Start of Block

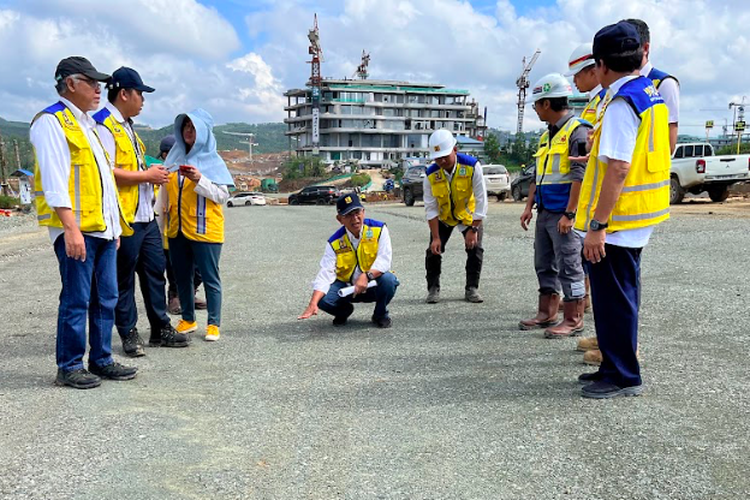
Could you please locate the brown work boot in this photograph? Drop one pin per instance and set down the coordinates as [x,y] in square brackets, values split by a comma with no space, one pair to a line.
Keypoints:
[593,357]
[572,323]
[587,344]
[546,314]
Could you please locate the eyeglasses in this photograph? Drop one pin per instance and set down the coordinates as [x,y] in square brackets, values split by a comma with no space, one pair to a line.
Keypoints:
[91,83]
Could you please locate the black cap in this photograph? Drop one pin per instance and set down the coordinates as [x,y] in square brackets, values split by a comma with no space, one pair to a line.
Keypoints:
[348,202]
[166,144]
[616,39]
[127,78]
[77,65]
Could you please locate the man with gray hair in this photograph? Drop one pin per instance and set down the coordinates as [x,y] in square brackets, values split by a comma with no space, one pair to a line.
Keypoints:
[77,200]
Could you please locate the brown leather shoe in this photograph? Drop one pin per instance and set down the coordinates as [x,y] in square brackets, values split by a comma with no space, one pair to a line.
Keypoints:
[587,344]
[593,357]
[572,323]
[546,315]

End of Block

__TASK TO COMPLETE__: Print each record exactly as it stands, skipping the pictures.

__REPLY__:
Could you please locate the brown work boot in this photograph? Drop one pin per instance and set down the coordinates as [x,y] in square brackets, values split by a comma with no space, one pair to a line.
Keypoints:
[593,357]
[572,323]
[587,344]
[546,314]
Could you please locate the eyeglasses in this photograph? Drop one pin per instance and set down the coordinates as [x,y] in square brackets, values split by a comma with no space, one pair to a line.
Keypoints:
[91,83]
Could you please locate the black cap in this photograph? Drop one pin per instance and set down the coordinates as [x,y] in square brackets, values split by a comma with no space, one pair to a line.
Keypoints:
[348,202]
[166,144]
[616,39]
[127,78]
[77,65]
Could you please locate the man with gray hair in this photograph? Drop one pin per instance and set down the coordinates as [x,y] in square brackets, values split by a comma with no space, one pair to a line.
Keypoints:
[77,200]
Could you please locate the brown leather shoe in this photograph? Drop one pin per instance and set down the coordinates as [x,y] in square brackets, values split by a comma with no space, one pair to a line.
Keypoints:
[587,344]
[593,357]
[572,323]
[546,315]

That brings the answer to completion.